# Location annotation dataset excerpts
+++

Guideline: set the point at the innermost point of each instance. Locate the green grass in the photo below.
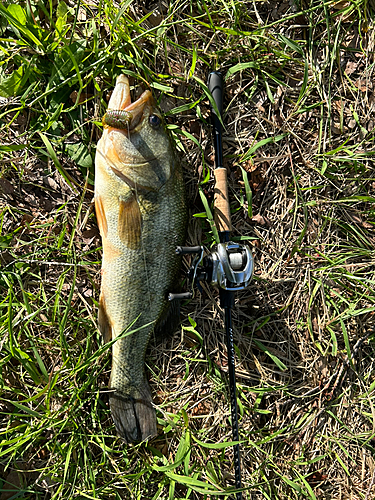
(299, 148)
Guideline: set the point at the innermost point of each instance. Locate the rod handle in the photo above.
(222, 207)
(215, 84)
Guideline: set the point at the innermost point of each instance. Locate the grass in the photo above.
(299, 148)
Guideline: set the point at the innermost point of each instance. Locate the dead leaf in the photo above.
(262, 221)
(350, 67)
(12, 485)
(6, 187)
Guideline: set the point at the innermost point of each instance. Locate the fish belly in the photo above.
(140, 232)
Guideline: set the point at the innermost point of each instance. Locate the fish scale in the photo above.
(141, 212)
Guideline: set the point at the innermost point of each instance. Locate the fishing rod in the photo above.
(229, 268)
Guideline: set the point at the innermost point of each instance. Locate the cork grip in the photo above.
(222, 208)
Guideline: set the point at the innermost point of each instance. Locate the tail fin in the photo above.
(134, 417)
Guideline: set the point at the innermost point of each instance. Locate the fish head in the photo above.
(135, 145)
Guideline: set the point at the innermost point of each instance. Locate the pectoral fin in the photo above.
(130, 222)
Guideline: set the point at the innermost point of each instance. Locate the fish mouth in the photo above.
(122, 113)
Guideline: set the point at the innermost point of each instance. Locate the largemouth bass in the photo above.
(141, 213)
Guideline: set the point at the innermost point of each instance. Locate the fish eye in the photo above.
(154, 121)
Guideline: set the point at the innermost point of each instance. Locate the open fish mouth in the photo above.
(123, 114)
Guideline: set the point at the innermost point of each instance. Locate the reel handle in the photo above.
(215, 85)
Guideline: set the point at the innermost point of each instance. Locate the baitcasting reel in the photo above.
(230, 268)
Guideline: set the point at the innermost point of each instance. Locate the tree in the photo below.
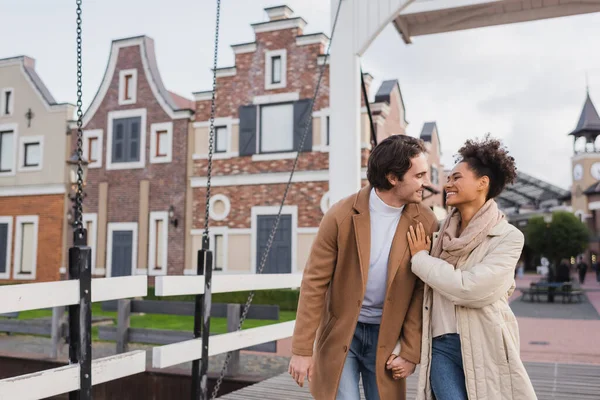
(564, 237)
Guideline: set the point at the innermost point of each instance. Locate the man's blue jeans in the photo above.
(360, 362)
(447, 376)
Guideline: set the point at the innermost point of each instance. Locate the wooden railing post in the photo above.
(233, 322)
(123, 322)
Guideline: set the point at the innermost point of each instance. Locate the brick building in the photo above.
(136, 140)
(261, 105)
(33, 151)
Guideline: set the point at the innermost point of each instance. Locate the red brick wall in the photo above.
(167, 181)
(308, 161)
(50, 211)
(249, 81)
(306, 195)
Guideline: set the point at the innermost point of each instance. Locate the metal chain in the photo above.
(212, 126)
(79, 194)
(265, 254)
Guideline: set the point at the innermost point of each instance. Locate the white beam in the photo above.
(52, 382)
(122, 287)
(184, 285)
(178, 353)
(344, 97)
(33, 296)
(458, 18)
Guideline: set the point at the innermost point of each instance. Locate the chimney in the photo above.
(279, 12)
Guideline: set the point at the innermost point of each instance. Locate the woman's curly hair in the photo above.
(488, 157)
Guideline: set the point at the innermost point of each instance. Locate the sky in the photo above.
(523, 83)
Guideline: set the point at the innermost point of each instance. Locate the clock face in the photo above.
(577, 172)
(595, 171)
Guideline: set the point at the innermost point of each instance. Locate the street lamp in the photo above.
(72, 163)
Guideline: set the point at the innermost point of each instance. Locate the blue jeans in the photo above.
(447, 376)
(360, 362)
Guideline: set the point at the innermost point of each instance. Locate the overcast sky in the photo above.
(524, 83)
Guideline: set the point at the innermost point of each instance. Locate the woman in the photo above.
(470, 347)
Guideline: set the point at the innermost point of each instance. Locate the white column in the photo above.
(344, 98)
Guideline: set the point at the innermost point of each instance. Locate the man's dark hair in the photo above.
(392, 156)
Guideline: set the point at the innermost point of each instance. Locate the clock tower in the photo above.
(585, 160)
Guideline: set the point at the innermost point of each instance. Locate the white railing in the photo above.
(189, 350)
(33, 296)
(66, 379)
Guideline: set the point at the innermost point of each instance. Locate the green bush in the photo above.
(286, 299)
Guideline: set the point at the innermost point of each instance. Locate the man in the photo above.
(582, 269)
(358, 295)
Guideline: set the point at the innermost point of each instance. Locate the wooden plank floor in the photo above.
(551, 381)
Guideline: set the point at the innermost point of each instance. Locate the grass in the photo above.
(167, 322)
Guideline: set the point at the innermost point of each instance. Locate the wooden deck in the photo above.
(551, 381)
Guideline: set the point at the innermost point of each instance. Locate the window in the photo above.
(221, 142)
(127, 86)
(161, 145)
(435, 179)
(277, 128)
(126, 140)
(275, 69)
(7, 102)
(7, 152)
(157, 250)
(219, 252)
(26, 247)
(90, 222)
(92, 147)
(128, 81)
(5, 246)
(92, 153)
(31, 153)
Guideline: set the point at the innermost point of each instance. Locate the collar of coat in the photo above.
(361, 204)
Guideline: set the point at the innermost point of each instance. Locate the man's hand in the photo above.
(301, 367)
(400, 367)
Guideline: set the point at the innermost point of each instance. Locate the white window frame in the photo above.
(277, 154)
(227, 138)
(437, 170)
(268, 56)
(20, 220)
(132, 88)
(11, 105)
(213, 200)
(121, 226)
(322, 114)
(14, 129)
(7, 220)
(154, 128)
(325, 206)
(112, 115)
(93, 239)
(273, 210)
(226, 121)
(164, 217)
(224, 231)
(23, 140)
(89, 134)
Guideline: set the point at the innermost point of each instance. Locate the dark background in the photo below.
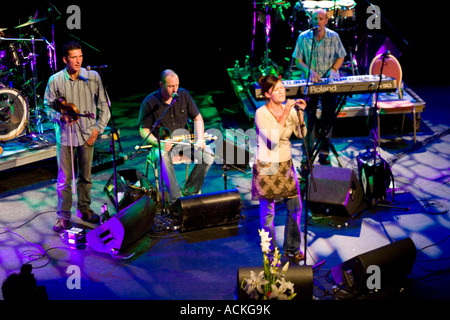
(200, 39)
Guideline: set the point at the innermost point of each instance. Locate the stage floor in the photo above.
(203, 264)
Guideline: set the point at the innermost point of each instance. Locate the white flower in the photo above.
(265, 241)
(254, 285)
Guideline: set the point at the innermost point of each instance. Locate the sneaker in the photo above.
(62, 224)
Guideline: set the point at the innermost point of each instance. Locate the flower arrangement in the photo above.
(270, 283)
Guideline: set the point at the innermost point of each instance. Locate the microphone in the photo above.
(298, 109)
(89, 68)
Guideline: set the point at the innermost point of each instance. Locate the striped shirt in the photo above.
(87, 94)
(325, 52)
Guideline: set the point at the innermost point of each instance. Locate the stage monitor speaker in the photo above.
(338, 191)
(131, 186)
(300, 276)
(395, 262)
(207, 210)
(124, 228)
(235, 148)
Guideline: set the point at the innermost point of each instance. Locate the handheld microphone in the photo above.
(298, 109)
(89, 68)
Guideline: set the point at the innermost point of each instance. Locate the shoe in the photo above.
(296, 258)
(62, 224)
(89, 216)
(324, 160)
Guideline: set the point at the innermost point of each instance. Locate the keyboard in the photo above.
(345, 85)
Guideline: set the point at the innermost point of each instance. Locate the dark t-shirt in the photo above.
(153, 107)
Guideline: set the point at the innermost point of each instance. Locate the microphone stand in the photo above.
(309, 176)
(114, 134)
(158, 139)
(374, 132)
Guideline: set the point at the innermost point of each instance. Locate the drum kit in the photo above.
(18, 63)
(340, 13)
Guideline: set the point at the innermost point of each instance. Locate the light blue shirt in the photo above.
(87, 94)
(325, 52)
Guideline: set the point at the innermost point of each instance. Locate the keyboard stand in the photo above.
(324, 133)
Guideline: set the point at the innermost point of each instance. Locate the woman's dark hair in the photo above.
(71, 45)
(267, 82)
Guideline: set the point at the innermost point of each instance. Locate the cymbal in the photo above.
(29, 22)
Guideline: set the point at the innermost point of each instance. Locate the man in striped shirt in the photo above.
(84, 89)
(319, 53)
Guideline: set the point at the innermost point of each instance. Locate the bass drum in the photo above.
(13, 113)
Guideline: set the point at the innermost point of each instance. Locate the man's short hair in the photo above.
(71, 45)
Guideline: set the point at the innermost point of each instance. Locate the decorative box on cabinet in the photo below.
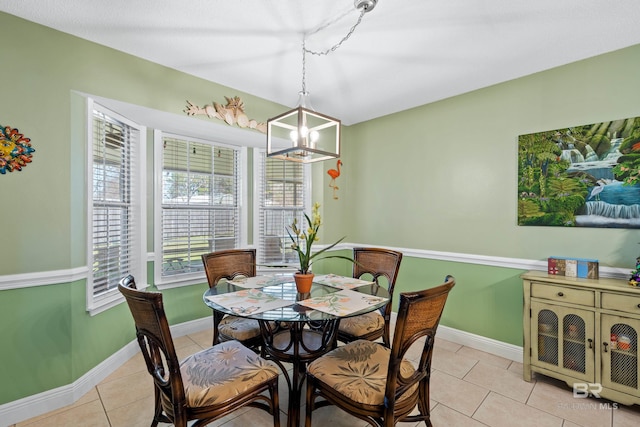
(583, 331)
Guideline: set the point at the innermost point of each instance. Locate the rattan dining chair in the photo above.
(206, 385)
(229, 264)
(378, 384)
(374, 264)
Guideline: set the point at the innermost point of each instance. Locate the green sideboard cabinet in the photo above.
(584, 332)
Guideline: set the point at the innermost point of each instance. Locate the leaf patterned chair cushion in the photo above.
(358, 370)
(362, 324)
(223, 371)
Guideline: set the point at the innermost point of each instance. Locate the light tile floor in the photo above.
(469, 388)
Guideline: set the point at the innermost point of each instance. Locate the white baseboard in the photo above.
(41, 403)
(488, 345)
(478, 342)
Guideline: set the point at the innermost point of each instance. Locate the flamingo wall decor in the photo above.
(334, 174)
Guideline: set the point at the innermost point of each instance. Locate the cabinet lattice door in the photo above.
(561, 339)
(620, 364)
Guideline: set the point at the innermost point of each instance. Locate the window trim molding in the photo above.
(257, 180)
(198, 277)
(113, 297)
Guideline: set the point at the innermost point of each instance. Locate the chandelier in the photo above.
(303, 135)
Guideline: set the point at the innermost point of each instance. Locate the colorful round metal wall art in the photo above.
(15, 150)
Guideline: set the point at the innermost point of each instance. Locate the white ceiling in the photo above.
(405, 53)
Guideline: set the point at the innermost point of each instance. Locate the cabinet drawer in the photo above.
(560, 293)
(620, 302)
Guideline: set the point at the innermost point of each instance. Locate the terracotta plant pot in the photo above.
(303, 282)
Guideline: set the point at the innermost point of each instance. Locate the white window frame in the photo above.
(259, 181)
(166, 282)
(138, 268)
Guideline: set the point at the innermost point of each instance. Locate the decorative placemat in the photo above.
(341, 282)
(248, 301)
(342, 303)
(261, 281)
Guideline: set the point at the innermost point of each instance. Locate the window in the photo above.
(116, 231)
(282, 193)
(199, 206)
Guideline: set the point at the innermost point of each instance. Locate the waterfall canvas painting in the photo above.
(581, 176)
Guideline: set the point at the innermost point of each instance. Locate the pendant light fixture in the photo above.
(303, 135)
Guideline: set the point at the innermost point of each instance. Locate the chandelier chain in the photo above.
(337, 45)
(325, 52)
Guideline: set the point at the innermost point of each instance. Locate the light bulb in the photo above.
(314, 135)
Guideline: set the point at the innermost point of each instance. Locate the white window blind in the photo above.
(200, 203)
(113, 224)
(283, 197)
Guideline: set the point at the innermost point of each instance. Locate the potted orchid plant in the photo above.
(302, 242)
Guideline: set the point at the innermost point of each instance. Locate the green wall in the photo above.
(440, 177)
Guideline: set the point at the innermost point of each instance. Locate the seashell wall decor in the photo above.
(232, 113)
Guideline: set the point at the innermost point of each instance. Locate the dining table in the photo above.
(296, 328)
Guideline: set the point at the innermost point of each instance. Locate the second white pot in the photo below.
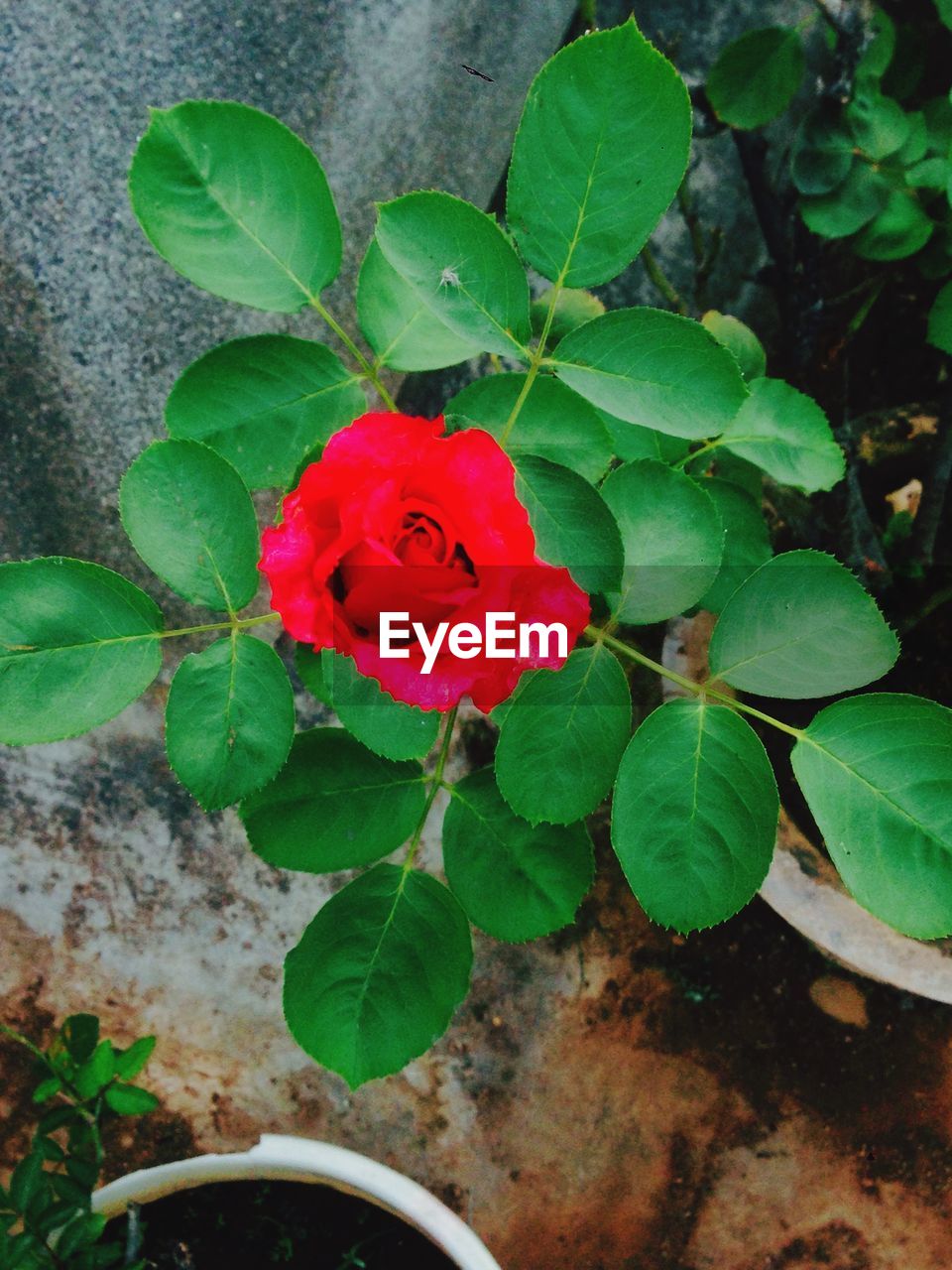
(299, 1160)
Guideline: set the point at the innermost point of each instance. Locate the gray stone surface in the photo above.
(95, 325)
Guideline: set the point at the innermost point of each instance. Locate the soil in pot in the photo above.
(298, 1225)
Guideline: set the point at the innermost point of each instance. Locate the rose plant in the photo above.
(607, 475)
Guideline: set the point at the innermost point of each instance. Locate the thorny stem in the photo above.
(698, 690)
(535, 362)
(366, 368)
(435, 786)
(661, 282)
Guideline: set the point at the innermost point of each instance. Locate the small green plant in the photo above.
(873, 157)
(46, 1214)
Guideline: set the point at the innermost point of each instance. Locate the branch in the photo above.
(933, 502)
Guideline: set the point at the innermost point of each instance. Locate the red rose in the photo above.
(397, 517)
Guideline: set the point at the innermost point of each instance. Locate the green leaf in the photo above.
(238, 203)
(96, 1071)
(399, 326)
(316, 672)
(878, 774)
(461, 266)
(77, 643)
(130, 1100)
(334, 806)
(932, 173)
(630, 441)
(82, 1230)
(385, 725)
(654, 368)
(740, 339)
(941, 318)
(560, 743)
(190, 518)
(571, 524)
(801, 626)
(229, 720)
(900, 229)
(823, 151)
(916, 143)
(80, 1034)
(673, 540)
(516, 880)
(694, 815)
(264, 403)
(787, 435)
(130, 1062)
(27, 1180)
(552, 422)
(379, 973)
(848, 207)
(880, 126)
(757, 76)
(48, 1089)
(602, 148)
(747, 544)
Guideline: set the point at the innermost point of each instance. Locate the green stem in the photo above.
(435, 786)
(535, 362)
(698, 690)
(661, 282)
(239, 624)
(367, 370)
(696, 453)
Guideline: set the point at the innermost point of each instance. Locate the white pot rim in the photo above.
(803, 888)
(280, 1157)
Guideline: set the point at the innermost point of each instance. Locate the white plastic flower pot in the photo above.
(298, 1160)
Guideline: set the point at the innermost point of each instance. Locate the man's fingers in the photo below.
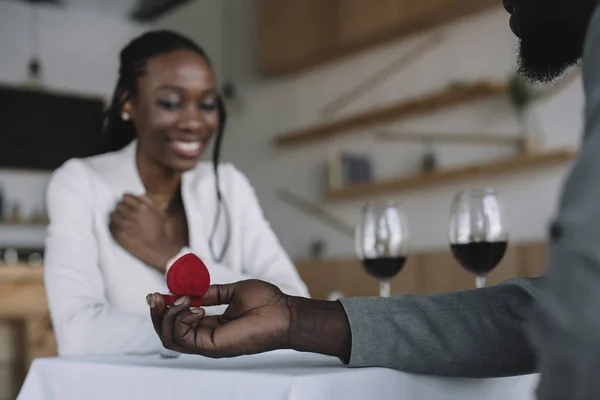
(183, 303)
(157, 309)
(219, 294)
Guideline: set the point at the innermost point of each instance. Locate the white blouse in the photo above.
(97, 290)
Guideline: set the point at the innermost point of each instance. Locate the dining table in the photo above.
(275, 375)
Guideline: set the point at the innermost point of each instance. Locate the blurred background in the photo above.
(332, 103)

+++

# STATED EXERCISE
Omit the pictures and please write out exactly the lines between the one containing "rim in the photo above." and the last line of the entries, both included.

# COMPLETED TASK
Guideline: set the point at the innermost point of each instance. Locate the white pot rim in the photo above.
(803, 888)
(280, 1157)
Guideline: set the point at the innermost point of each instance. Locate the white plastic flower pot in the photo above.
(298, 1160)
Guideline: set the point at the innermost point of each instance. Locate the man's fingers in the photo below.
(183, 303)
(157, 309)
(219, 294)
Guideline: set the point at the innermost point of each instance. Locate the white blouse in the photo above.
(97, 290)
Guideline: set the point at the innermost point of each instance. Locate the dining table in the photo above.
(275, 375)
Guideline: set the point at the innermost point of each instance. Locate the blurred background in the photo above.
(332, 103)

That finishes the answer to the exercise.